WHAT THE TASK REQUIRES ▸ Reproduce every one of the entries below word for word, leaving the pictures out of your answer.
○ ○ ○ ○
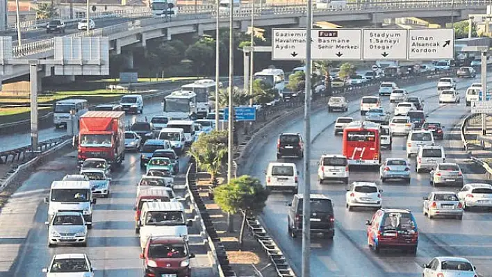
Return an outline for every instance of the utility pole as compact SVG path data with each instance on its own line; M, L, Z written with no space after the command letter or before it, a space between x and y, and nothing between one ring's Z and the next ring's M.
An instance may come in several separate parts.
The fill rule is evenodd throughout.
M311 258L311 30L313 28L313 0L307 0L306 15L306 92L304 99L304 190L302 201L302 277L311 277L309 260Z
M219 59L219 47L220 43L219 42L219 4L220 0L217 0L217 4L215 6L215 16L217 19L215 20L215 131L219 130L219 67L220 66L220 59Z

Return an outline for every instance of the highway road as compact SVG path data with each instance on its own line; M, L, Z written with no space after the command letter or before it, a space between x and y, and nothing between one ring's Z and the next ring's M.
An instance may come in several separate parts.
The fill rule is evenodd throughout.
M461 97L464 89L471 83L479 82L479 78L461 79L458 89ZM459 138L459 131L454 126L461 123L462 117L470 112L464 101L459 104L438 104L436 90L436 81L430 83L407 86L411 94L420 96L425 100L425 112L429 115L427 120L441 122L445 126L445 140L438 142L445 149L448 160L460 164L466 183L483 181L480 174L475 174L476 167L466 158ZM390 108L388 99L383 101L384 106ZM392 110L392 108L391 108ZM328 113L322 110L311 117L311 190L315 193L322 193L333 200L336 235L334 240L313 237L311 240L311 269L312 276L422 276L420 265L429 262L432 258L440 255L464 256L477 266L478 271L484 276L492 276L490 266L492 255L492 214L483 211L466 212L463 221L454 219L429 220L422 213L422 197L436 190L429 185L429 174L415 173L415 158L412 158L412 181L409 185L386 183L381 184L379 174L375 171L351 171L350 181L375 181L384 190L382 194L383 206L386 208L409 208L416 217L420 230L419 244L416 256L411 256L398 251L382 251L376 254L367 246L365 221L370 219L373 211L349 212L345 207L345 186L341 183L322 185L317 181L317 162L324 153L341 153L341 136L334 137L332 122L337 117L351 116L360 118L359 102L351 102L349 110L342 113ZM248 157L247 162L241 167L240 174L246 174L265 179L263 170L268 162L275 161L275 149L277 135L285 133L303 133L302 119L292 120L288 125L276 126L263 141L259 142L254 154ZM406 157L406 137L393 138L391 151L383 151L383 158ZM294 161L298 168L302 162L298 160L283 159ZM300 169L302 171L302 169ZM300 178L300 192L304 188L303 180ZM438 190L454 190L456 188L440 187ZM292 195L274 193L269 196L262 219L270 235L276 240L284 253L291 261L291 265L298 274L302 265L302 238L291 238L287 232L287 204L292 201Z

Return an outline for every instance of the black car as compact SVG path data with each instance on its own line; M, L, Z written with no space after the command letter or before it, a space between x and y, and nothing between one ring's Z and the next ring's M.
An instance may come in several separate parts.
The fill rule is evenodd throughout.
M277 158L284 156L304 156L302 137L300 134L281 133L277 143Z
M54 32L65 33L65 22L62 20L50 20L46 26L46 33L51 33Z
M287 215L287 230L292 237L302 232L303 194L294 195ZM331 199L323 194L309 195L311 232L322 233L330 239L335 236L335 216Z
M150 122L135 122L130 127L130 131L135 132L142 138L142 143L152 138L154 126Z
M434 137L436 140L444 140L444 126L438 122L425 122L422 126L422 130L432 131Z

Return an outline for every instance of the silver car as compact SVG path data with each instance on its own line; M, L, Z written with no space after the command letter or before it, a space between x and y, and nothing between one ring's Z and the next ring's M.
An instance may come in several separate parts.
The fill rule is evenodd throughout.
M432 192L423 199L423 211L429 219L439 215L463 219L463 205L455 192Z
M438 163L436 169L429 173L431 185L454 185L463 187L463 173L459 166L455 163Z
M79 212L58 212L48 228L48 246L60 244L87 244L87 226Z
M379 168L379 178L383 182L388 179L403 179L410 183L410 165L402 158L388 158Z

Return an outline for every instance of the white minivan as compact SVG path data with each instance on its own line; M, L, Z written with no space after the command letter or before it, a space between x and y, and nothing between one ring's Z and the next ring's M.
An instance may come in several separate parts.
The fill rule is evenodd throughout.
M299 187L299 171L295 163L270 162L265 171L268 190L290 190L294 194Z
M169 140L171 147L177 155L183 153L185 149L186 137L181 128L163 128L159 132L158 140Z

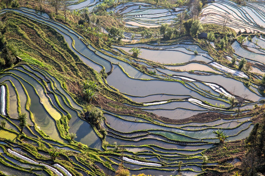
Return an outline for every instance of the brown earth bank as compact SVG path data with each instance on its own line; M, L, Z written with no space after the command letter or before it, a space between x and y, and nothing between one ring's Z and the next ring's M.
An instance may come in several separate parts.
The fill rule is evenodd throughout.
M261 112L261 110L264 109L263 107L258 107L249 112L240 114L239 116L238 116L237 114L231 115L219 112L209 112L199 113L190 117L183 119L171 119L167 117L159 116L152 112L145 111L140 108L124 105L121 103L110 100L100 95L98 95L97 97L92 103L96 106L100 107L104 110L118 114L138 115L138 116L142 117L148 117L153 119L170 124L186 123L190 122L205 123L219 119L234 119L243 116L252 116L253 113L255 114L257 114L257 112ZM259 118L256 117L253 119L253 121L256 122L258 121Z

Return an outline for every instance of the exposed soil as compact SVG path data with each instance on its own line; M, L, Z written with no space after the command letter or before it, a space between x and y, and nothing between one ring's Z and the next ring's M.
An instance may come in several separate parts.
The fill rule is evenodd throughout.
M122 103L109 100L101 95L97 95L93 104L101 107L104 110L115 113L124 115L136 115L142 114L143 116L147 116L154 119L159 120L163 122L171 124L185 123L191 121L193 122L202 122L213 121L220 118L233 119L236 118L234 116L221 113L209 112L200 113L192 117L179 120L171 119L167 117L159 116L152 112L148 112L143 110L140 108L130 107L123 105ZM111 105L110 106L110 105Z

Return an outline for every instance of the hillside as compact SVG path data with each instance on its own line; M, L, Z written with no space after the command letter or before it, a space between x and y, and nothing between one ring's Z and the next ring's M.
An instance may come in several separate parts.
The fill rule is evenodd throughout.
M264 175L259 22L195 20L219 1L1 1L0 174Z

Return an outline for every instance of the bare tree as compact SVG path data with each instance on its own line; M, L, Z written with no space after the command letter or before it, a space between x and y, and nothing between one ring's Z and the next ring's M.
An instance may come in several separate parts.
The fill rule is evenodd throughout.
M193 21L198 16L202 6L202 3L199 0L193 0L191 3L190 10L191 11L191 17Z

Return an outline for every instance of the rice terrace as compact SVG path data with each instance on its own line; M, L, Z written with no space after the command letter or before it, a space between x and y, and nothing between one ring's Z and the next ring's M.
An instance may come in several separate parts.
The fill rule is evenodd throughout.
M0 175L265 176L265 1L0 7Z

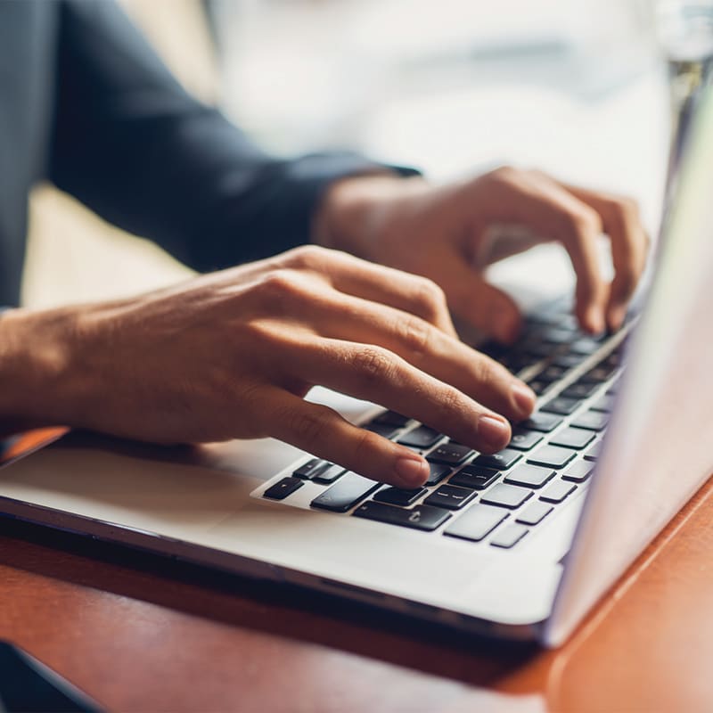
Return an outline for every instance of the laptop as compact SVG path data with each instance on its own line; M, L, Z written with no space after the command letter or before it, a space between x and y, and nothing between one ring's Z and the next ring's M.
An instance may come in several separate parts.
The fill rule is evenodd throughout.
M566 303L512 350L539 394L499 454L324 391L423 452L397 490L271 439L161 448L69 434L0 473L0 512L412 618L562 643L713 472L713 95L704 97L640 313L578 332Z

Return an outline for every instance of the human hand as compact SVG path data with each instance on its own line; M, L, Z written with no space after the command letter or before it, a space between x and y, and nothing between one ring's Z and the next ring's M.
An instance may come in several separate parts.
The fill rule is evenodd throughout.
○ ○ ○ ○
EXERCISE SOLUTION ▸
Return an outline for every instance of the utility pole as compact SVG path data with each instance on its own line; M, L, Z written with no space after the command letter or before it, a space between x and y, and nothing between one ring's Z and the next ring's M.
An instance may come in several separate parts.
The fill rule is evenodd throughout.
M311 258L311 30L313 28L313 0L307 0L306 15L306 92L304 99L304 190L302 201L302 277L311 277L309 260Z
M219 59L219 47L220 43L219 42L219 4L220 0L217 0L217 4L215 6L215 16L217 19L215 20L215 131L219 130L219 67L220 66L220 59Z

Return an outline for every instance of the highway road as compact SVG path data with each instance on its own line; M, L, Z written with no space after the command letter or before it, a space between x and y, and nothing between one ring's Z and the next ring's M.
An instance may come in several separate parts.
The fill rule is evenodd throughout.
M461 97L464 89L471 83L479 82L479 78L461 79L458 89ZM459 138L459 131L454 126L461 123L462 117L470 112L464 101L459 104L438 104L436 90L436 81L430 83L407 86L411 94L420 96L425 100L425 112L429 115L427 120L441 122L445 126L445 140L438 142L445 149L448 160L460 164L466 183L483 181L480 174L475 174L476 167L466 158ZM390 108L388 99L383 101L384 106ZM392 110L392 108L391 108ZM328 113L322 110L311 117L311 190L315 193L322 193L333 200L336 235L334 240L313 237L311 240L311 269L312 276L422 276L420 265L429 262L432 258L440 255L464 256L477 266L478 271L484 276L492 276L490 266L492 255L492 214L483 211L466 212L463 221L454 219L429 220L422 213L422 197L436 190L429 185L429 174L415 173L415 158L412 158L412 181L409 185L386 183L381 184L379 174L375 171L351 171L350 181L375 181L384 190L382 194L383 206L386 208L409 208L416 217L420 230L419 244L416 256L411 256L398 251L382 251L376 254L367 246L365 221L370 219L373 211L349 212L345 207L345 186L341 183L322 185L317 181L317 162L324 153L341 153L341 136L334 137L332 122L337 117L351 116L360 118L359 102L351 102L349 110L342 113ZM248 157L247 162L241 167L240 174L246 174L265 179L263 170L268 162L275 161L275 149L277 135L285 133L303 133L302 119L292 120L288 125L276 126L263 141L259 142L254 154ZM406 157L406 137L393 138L391 151L383 151L383 158ZM294 161L298 168L302 162L298 160L283 159ZM300 169L302 171L302 169ZM300 178L300 192L304 188L303 180ZM438 190L454 190L456 188L440 187ZM292 195L274 193L269 196L262 219L270 235L276 240L284 253L291 261L291 265L298 274L302 265L302 238L291 238L287 232L287 204L292 201Z

Return an outline for every instance of the black car as compact SVG path data with each instance on its own line; M, L, Z written with no space after the command letter or before it, a space between x and y, and nothing between one ring's Z and the next ring's M.
An instance may come in several separate parts.
The fill rule is evenodd throughout.
M277 158L284 156L304 156L302 137L300 134L281 133L277 143Z
M54 32L65 33L65 22L62 20L50 20L46 26L46 33L51 33Z
M287 215L287 230L292 237L302 232L303 194L294 195ZM331 199L323 194L309 195L311 232L322 233L330 239L335 236L335 216Z
M150 122L135 122L130 127L130 131L135 132L142 138L142 143L152 138L154 126Z
M434 137L436 140L444 140L444 126L438 122L425 122L422 126L422 130L432 131Z

Return an outline for every instance of the silver car as compact SVG path data with each instance on its own line; M, L, Z written with no space after the command letter or before it, a space between x and y, and nothing between one ring's Z and the next ring's M.
An instance may come in several separate parts.
The fill rule is evenodd throughout.
M432 192L423 199L423 211L429 219L439 215L463 219L463 205L455 192Z
M438 163L436 169L429 173L431 185L454 185L463 187L463 173L459 166L455 163Z
M79 212L58 212L48 228L48 246L60 244L87 244L87 226Z
M379 168L379 178L383 182L388 179L403 179L410 183L410 165L402 158L388 158Z

Return an outline for every instance of the white minivan as compact SVG path data with each instance on its own line; M, L, Z written with no space after the command letter or before it, a space between x and y, and nothing between one ring's Z and the next ring's M.
An instance may come in several separate parts.
The fill rule is evenodd throughout.
M299 187L299 171L295 163L270 162L265 171L268 190L290 190L294 194Z
M169 140L171 147L177 155L183 153L185 149L186 137L181 128L163 128L159 132L158 140Z

Return an outline for every instance of the brown earth bank as compact SVG path data with each instance on its own line; M, L, Z written with no space after the command letter or before it, a space between x and y, and nothing between one ring's Z and the next ring's M.
An instance may come in several separate parts.
The fill rule is evenodd throughout.
M261 112L261 110L264 109L263 107L258 107L249 112L240 114L239 116L238 116L237 114L231 115L219 112L209 112L199 113L190 117L183 119L171 119L167 117L159 116L152 112L145 111L140 108L124 105L121 103L110 100L100 95L98 95L97 97L92 103L96 106L100 107L104 110L118 114L138 115L138 116L142 117L148 117L153 119L170 124L186 123L190 122L205 123L219 119L234 119L243 116L252 116L253 113L255 114L257 114L257 112ZM259 118L256 117L253 119L253 121L256 122L258 121Z

Return an outline for every instance of the exposed soil as compact SVG path data with each instance on its own line; M, L, Z written with no space after the command letter or before it, a space between x and y, and nothing between one ring's Z and the next ring's M.
An instance may come in several separate parts.
The fill rule is evenodd throughout.
M122 103L109 100L101 95L97 95L93 104L101 107L104 110L115 113L124 115L136 115L142 114L143 116L147 116L154 119L159 120L163 122L171 124L185 123L191 121L193 122L202 122L213 121L220 118L233 119L236 118L234 116L221 113L209 112L200 113L192 117L179 120L171 119L167 117L159 116L152 112L148 112L143 110L140 108L130 107L123 105ZM111 105L110 106L110 105Z

Return an outline for every instance of the hillside as compact SVG path data with each instance on its own line; M, L, Z written with no space after the command letter or before it, a space between x and y, and nothing between one ring's Z and the next ring's M.
An instance may come in several separate parts.
The fill rule is evenodd throughout.
M264 175L259 22L195 20L219 1L1 1L0 174Z

Return an outline for every instance of the bare tree as compact SVG path data with each instance on its own line; M, L, Z written with no space after the command letter or before it, a space between x and y, and nothing between one ring's Z and the next ring's M.
An instance may come in several separate parts.
The fill rule is evenodd throughout.
M193 21L198 16L202 6L202 3L199 0L193 0L191 3L190 10L191 11L191 17Z

Return an outline for every instance of the rice terrace as compact SVG path data with each instance on its own line; M, L, Z written with no space after the command letter or before it, a space between x and y, and nothing between one ring's Z and the next ring's M.
An instance may come in several separate parts.
The fill rule is evenodd throughout.
M0 175L265 176L265 1L0 7Z

Return an outline for every instance of the laptop as compact SVG path data with each instance on its own line; M, L, Z written with no space after the command letter or before it, a space between x and y, and nothing between one ring's Z and the next ring's M.
An instance may come in several separate parts.
The fill rule is evenodd throughout.
M566 303L512 350L539 394L499 454L324 391L423 452L397 490L271 439L161 448L69 434L0 473L0 512L412 618L562 643L713 472L713 95L704 97L640 313L578 332Z

Return an outline for every instance of the human hand as compact SVG path data with each instance on its own line; M, L, Z written with no space after the command letter or before it, a space between x and y, and nothing between one ring's Z and the next ring's M.
An instance may come in several separate parts.
The fill rule is evenodd throughout.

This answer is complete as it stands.